>>>>

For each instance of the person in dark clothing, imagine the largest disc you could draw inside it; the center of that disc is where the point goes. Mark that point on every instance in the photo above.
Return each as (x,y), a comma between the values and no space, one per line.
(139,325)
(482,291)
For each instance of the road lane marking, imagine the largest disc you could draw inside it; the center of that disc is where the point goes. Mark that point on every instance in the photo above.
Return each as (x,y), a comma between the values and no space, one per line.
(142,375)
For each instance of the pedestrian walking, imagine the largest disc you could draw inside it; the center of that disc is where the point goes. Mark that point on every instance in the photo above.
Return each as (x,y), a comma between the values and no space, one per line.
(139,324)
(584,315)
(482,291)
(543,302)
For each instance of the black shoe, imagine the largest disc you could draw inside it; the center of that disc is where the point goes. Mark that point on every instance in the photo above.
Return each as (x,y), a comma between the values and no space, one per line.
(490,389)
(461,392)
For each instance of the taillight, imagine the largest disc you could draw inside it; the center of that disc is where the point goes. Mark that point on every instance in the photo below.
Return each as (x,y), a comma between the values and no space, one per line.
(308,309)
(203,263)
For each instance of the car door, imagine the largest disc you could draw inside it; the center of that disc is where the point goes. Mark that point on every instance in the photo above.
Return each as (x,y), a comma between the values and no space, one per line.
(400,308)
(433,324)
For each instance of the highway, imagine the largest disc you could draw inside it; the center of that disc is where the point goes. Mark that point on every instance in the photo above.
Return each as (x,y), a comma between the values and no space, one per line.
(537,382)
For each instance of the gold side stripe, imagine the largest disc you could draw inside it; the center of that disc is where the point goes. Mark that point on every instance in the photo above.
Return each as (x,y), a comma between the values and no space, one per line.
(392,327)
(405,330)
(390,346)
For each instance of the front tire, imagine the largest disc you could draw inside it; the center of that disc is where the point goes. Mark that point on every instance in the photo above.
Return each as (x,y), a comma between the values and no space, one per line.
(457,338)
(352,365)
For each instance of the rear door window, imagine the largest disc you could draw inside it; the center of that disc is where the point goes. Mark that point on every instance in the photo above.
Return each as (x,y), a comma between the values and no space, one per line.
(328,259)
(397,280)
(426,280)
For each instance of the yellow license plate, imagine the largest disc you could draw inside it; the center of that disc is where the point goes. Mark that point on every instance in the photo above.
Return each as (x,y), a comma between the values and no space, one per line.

<<<<

Restate, word for word and with nothing added, the lines from the first line of the listing through the one where "For each instance of the pedestrian" stands.

For each instance of the person in dark clothing, imagine the largest disc you could draw inside it; the center of that disc is where the point goes. Mark that point on every instance in the photo above.
Return each as (x,y), a comma between the values and no space, one per line.
(139,325)
(482,291)
For each instance of the road lane marking, imagine the largest disc you could draw inside it; the center of that disc is where the point goes. Mark that point on every instance in the photo above.
Return each as (x,y), a comma between the values and no space, one per line.
(142,375)
For each instance of the pedestrian walking, imagine the largest disc you could draw inside it; the center of that disc is where the point goes. Mark that point on every instance in the photo above.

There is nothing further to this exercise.